Pak de tekstpassage over het beslag bij belanghebbende weer op en schrijf verder na de laatste zin.

— TEKSTPASSAGE —
++++
2.6. Op 31 oktober 2001 heeft de politie de woning en de horecagelegenheid van belanghebbende doorzocht in het kader van een gerechtelijk vooronderzoek tegen belanghebbende. Daarbij werden hoeveelheden hasj, hennep, paddo’s en € 40.149,78 contant geld aangetroffen en in beslag genomen. Het proces-verbaal van doorzoeking ter inbeslagneming en de daarbij behorende lijst van in beslaggenomen goederen in de zaak en in de woning van belanghebbende behoort tot de gedingstukken.
2.7. Belanghebbende is op 4 november 2001 door de politie verhoord en heeft toen onder andere het volgende verklaard:
“(…) Ik heb 15 jaar gewerkt in de havens en daar heb ik goed verdiend. Ik was toen grensarbeider. Ik profiteerde van de lage sociale premies welke ik betaalde in Belgie en van de lage loonbelasting welke ik betaalde in Nederland. Ik had al van 1987 een goed inkomen. Ik verdiende toch toen al 3000 gulden per maand netto en later toch wel 5000 gulden per maand netto (…)”
2.8. Belanghebbende heeft met dagtekening 15 januari 2002 aan de ontvanger van de Belastingdienst een brief verzonden aangaande de openstaande aanslagen inkomstenbelasting en premie volksverzekeringen 2000 en 2001. In de brief staat onder andere:
“De heer [de heer] had voor de belastingdienst gelden gereserveerd. Deze gelden bewaarde hij in zijn woning. Op 31 oktober 2001 zijn deze gelden echter door justitie te [woonplaats] in beslag genomen. De lijst van inbeslaggenomen goederen treft u bijgaand in kopie aan. Aangezien de belastingdienst een preferent schuldeiser is, verzoek ik u hierbij over te gaan tot het leggen van executoriaal beslag onder justitie."
++++
— FRAGMENT UIT LIJST —
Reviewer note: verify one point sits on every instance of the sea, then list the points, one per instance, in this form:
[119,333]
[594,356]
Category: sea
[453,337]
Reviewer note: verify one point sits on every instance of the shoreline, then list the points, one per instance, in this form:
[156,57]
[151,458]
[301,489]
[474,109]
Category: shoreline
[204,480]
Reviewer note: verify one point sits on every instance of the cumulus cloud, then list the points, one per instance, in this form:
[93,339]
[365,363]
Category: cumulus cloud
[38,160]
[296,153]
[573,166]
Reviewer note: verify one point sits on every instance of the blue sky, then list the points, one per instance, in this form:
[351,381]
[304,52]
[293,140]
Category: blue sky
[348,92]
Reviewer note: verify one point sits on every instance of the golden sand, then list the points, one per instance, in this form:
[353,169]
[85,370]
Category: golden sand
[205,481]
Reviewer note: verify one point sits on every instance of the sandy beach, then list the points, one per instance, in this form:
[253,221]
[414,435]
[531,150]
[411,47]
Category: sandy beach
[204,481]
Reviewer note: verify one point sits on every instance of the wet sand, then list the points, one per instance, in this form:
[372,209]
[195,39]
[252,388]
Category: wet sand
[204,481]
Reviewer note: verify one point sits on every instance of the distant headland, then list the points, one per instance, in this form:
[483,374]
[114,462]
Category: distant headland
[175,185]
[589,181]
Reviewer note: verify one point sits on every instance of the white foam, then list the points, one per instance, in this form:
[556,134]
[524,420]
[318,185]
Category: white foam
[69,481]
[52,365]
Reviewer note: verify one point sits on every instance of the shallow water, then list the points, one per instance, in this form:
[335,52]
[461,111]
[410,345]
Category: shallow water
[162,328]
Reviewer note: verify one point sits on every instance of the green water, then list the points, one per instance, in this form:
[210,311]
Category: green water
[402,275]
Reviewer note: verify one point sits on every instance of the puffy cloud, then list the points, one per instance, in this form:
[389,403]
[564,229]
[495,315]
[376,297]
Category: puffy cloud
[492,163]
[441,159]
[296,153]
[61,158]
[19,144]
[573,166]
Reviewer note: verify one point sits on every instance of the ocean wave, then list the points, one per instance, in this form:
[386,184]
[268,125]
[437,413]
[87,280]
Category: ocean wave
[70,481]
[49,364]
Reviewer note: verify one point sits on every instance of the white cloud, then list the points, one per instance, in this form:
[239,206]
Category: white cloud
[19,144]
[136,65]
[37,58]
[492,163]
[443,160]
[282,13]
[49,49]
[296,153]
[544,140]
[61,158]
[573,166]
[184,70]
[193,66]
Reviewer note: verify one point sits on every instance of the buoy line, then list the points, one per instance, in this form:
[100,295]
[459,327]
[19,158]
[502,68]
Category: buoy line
++++
— ANTWOORD HIERONDER —
2.9. Op 29 mei 2002 heeft het Bureau Bijzondere Recherche Expertise van de regionale eenheid van de regiopolitie te [woonplaats] in verband met een Strafrechtelijk Financieel Onderzoek tegen belanghebbende een financieel rapport (hierna: het politierapport) opgemaakt waarin zij verslag doet van het onderzoek dat zij heeft ingesteld naar het voordeel dat belanghebbende heeft behaald bij het handelen in softdrugs en harddrugs. Het wederrechtelijk verkregen voordeel over de periode 1 december 1999 tot en met 31 oktober 2001 uit de verkoop van paddenstoelen is berekend op € 33.836,58. Blijkens het politierapport volgt dit bedrag uit de boekhouding van belanghebbende. Het voordeel uit verkoop van de overige drugs (hennep en hasj) wordt in het rapport becijferd op € 109.353,48. Het bedrag van € 109.353,48 is de resultante van de kasopstelling, waaronder de contante opnamen uit de onderneming en de contante stortingen en opnamen van bankrekeningen in België en Nederland. In dat onderzoek zijn de bankrekeningen van belanghebbende en zijn gezin in Nederland over de gehele periode onderzocht. Van de bankrekening in België zijn de afschriften van de periode januari 2001 tot en met 3 maart 2001 in het onderzoek betrokken. Tevens is bij het bepalen van het wederrechterlijk verkregen voordeel rekening gehouden met de in de onderzochte periode aangeschafte duurzame gebruiksgoederen en de consumptieve bestedingen van het gezin naar de maatstaven van het Nibud. Het totaal aan wederrechtelijk verkregen inkomsten wordt in het politierapport berekend op € 143.190,06. Een afschrift van het politierapport behoort tot de gedingstukken.
2.10. Belanghebbende is op 4 maart 2003 veroordeeld door de rechtbank [woonplaats] voor het handelen in strijd met de Opiumwet. De rechtbank te [woonplaats] achtte bewezen dat belanghebbende in de periode 1 december 1999 tot en met 1 mei 2001 en van 27 juli 2001 tot en met 30 oktober 2001 handelde in paddo’s (artikel 2, eerste lid, aanhef en onder C en lijst I van de Opiumwet). De rechtbank achtte ook bewezen dat belanghebbende in de periode van 27 juli 2001 tot en met 30 oktober 2001 heeft gehandeld in hennep en hasj (artikel 3, aanhef en onder C en lijst II van de Opiumwet).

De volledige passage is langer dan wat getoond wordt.